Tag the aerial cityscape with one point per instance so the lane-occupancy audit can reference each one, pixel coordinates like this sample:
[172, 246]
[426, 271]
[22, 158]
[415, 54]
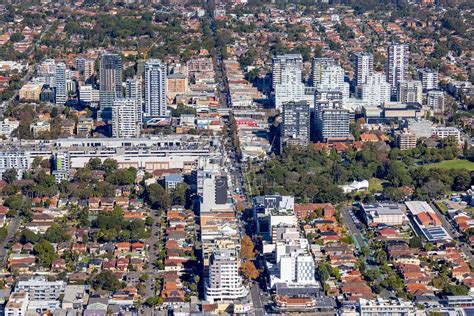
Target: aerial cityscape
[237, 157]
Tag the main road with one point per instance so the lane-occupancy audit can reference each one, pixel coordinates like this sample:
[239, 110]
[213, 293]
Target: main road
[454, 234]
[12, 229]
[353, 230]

---

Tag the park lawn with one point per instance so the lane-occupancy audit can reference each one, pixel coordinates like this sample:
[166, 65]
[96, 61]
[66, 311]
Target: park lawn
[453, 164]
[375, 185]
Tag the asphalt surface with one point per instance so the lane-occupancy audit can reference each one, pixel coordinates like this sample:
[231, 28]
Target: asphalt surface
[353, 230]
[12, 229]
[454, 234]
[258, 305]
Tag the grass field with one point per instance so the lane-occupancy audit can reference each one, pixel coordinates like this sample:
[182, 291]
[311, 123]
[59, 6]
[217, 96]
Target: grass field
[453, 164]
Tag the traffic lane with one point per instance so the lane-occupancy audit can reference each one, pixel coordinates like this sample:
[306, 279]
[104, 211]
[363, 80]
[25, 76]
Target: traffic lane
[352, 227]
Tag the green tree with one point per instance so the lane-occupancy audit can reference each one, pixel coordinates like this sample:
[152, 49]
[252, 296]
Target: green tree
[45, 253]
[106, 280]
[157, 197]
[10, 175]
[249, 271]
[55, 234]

...

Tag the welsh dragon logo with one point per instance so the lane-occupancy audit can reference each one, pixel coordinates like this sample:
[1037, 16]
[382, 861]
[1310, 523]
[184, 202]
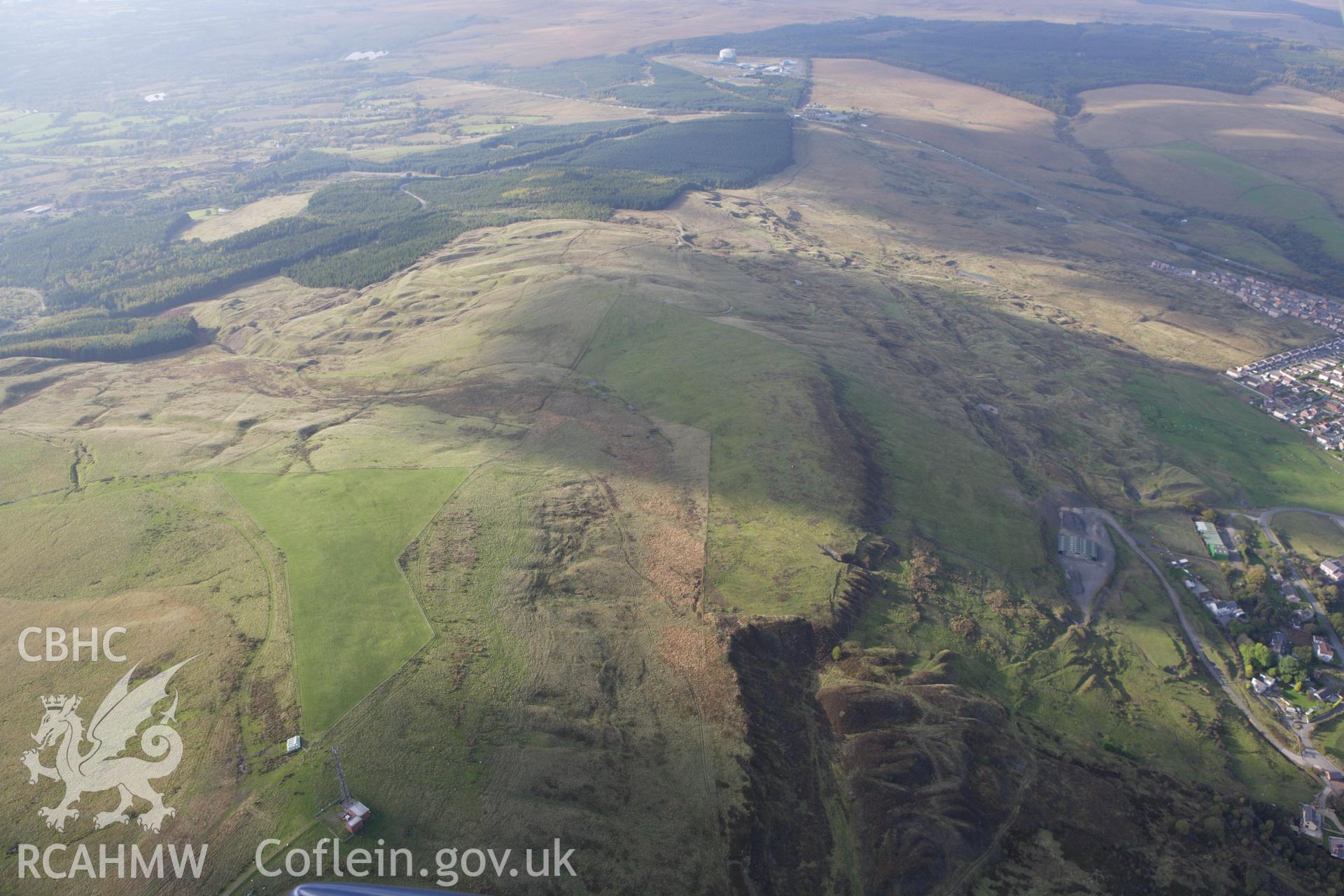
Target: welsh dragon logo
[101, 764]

* AIM OF THE TASK: Return every line in the listing above that contains the word "tree".

* SOLVED PROBLEM:
Tag the green tree with one point per instance so the lane-occupancy audit can reference each one, pixel coordinates like this sample:
Target: green tree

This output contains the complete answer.